Значение этих пространственных метафор для концептуализации идентичности положено в основу настоящей книги. Я склонна считать, что с 1991 года размышления о национальной идентичности безоговорочно сместились от образов исторического прогресса, демонстрирующих доминирование советского государства в истории, к тому, что можно назвать «воображаемой географией», – географическим и мифическим образам, пропитанным сложным постсоветским восприятием себя и чужих, сочетающим традиции и перемены, этническую принадлежность и мультикультурализм, понятие государства и смысл гражданства. Эти метафоры «воображаемой географии» включают отдельные регионы России, концептуальные противопоставления центра и периферии, центра и границы, геополитические концепции сердцевины страны и привычные географические оси: «восток – запад» и «север – юг» в их традиционном значении, но теперь вписанном в новые ассоциации.

Под конец советской эпохи концепция поступательного развития во времени уже терпела крах, что в какой-то мере совпало с расцветом постмодернистской культуры в капиталистических странах. Если модернизм характеризовался восторгом перед динамичным движением времени, верой в линейный прогресс, то постмодернизму поступательное движение истории уже не представлялось таким актуальным. То, что в герметичных временных рамках могло показаться прогрессом, в более широкой перспективе оказалось похожим на движение вдоль ленты Мебиуса[6]. Человек, которому казалось, что он продвигается по стратегически избранному пути, со временем обнаруживает, что вернулся обратно практически к той же точке, откуда начал. Именно такое чувство мы могли испытывать в путинско-медведевское время, после того как наслушались русской мантры 1990-х годов: «Возврат к старому невозможен»[7]. Конечно, русские не вернулись в страну, где владычествовала компартия; они вернулись в страну, где правили псевдопартия и тайная полиция, попирающие гражданские права.

[Сохранённые позиции набора данных]
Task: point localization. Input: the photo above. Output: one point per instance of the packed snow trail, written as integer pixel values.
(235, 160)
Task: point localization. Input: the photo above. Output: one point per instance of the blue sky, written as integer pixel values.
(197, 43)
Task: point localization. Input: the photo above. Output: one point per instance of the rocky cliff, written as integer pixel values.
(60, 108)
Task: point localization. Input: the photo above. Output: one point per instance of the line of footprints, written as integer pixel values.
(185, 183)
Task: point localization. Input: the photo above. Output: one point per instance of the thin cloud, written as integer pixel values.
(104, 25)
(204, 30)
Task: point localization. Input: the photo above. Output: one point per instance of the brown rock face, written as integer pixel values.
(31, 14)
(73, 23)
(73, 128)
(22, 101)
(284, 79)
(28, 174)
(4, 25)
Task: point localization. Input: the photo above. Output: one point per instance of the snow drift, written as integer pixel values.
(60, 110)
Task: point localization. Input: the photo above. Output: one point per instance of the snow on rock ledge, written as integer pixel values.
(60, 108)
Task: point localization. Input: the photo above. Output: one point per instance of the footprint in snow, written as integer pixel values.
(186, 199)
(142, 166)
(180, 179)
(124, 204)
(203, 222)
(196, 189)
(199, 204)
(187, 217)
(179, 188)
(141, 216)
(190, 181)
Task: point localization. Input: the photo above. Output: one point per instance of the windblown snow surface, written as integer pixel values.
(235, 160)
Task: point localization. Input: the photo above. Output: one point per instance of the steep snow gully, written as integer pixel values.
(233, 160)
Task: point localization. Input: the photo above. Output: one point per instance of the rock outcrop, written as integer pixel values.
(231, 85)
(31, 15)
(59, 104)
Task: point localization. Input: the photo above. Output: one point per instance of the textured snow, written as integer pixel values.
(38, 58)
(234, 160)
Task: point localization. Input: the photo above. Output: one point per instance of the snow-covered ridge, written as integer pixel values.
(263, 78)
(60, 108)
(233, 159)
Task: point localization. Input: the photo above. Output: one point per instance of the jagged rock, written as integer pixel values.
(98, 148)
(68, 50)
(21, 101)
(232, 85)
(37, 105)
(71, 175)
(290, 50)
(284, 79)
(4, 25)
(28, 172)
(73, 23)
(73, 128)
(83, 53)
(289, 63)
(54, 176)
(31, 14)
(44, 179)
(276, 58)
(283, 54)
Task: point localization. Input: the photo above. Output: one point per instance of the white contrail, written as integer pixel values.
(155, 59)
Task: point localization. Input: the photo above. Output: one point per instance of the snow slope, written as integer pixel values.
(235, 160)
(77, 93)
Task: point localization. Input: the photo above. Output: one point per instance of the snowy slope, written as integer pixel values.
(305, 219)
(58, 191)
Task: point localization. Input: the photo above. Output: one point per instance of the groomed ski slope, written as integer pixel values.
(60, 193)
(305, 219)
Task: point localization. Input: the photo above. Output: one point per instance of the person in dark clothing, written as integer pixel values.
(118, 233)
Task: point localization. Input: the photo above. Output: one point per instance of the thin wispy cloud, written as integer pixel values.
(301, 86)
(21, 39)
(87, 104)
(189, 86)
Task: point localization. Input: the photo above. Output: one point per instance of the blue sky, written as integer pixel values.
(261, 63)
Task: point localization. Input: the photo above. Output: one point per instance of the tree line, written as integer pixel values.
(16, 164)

▸ Задание 1: Почему, согласно отрывку о «воображаемой географии», то, что в узких временных рамках казалось прогрессом, в более широкой перспективе оказалось похожим на движение вдоль ленты Мебиуса? Ответьте в одном–трех предложениях.
▸ Задание 2: Перечислите все метафоры «воображаемой географии», которые называет отрывок о постсоветской идентичности.

▸ Ответ 1: Человек, которому казалось, что он продвигается по стратегически избранному пути, со временем обнаруживает, что вернулся практически к той же точке, откуда начал.

▸ Ответ 2:
- отдельные регионы России
- противопоставление центра и периферии
- противопоставление центра и границы
- геополитические концепции сердцевины страны
- географическая ось «восток – запад»
- географическая ось «север – юг»